ANFORDERUNGEN DER ÜBUNG
(A) Zitiere aus der Forendiskussion über FOP wörtlich den Abschnitt, der bei „Den Link hab“ anfängt und bei „weiterbilden zu können.“ aufhört.
(B) Schreib die Forendiskussion über PDF-Ausgabe mit FOP ab dem letzten gezeigten Satz weiter.

TEXTAUSZUG
+++

# PDF Output mit FOP



## squeaker (14. Juli 2004)

Hi

hat jemand von euch schon einmal mit FOP gearbeitet? Wie fängt man am besten an?


----------



## Thomas Darimont (14. Juli 2004)

Hallo!



> hat jemand von euch schon einmal mit FOP gearbeitet?



Jap



> Wie fängt man am besten an?



Mit der FAQ ?!  ;-) http://xml.apache.org/fop/faq.html
http://xml.apache.org/fop/gethelp.html
http://xml.apache.org/fop/maillist.html
http://xml.apache.org/fop/examples.html

Gruß Tom


----------



## squeaker (14. Juli 2004)

Nachdem ich diesen Link schon gefunden hatte (siehe post oben) hättest du eigentlich davon ausgehen können, dass ich die Docuseiten schon gefunden habe. Ich dachte mehr an zusätzliche Informationen/Tutorials.


----------



## Thomas Darimont (14. Juli 2004)

Den Link hab ich schon gesehen, nur glaube ich kaum, dass du seit dem Posten des Links schon die komplette doku bzw. Mailingliste durch hast ;-)

Gruß Tom


----------



## squeaker (14. Juli 2004)

ob es du glaubst oder nicht - ich schaue mir die Sachen auch vor dem Posten hier an  - aber du hast natürlich Recht, ich habe sie nicht komplett durchgearbeitet. Ich sammle vorher immer verschiedenste Quellen um mich optimal weiterbilden zu können.
Falls ich auf konkrete Probleme stoße, melde ich mich wieder.


----------



## Cybernd (14. Juli 2004)

> FOP?

Ja ich. 

Ich würde dir zu folgender Vorgehensweise raten:
Erstell fürs erste einfach nur mal eine händisch ausformulierte xsl:fo und versuche diese zu transformieren.

+++

DATENSÄTZE
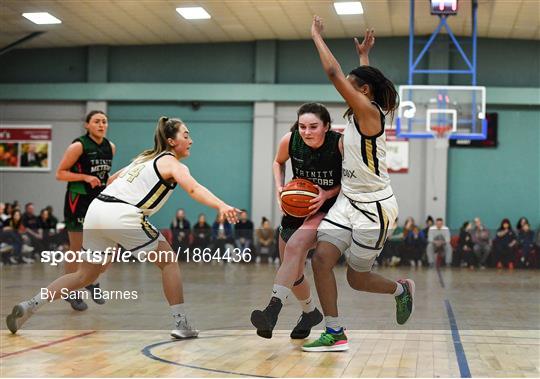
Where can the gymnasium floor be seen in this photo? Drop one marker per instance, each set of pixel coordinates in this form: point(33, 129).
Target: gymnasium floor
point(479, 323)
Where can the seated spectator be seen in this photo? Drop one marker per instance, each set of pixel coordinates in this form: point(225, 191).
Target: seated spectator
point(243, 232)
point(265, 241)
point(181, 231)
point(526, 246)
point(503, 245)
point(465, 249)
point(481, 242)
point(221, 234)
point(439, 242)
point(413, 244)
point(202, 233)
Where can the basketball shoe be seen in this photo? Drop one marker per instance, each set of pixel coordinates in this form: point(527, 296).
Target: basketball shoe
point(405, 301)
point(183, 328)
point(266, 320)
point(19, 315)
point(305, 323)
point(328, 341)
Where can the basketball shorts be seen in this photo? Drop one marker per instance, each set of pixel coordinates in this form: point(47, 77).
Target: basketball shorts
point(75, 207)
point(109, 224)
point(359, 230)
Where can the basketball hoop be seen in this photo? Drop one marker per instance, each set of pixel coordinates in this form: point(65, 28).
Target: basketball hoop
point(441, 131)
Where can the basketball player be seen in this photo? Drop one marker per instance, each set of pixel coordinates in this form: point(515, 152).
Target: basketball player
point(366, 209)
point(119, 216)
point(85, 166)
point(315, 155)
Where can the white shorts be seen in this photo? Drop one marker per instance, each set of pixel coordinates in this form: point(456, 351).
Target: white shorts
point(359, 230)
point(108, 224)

+++

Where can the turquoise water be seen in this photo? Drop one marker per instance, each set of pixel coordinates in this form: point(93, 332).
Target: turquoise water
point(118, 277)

+++

ERGEBNISSE JE AUFGABE
(A)
Den Link hab ich schon gesehen, nur glaube ich kaum, dass du seit dem Posten des Links schon die komplette doku bzw. Mailingliste durch hast ;-)

Gruß Tom


----------



## squeaker (14. Juli 2004)

ob es du glaubst oder nicht - ich schaue mir die Sachen auch vor dem Posten hier an  - aber du hast natürlich Recht, ich habe sie nicht komplett durchgearbeitet. Ich sammle vorher immer verschiedenste Quellen um mich optimal weiterbilden zu können.

(B)
Hierzu würde ich dir zur Benutzung von Ant raten.

Gegeben sei eine input.fo (sie enthält deine fo) die du zu output.pdf rendern möchtest.

Erstelle also eine Datei build.xml mit dem Inhalt:
<project name="demonstration" default="generate" basedir=".">
	<target name="generate">
		<fop fofile="input.fo" outfile="output.pdf" />
	</target>
</project>

Ant installierst du so: entpacken des Packages auf der Ant Seite.
hinzufügen der Umgebungsvariable: ANT_HOME=PfadZumAntDir
sowie erweitern von Path um ;%ANT_HOME%/bin

(Waren jetzt die Anweisungen für Windows .. Linux selber anpassen ;o)

Danach einfach in der Konsole ins Verzeichnis gehen, in der sich die build.xml befindet. Dort einfach nur "ant" ausführen und sieheda er wird dir input zum output wandeln. Dabei liefert er gleich auch einiges an Feedback.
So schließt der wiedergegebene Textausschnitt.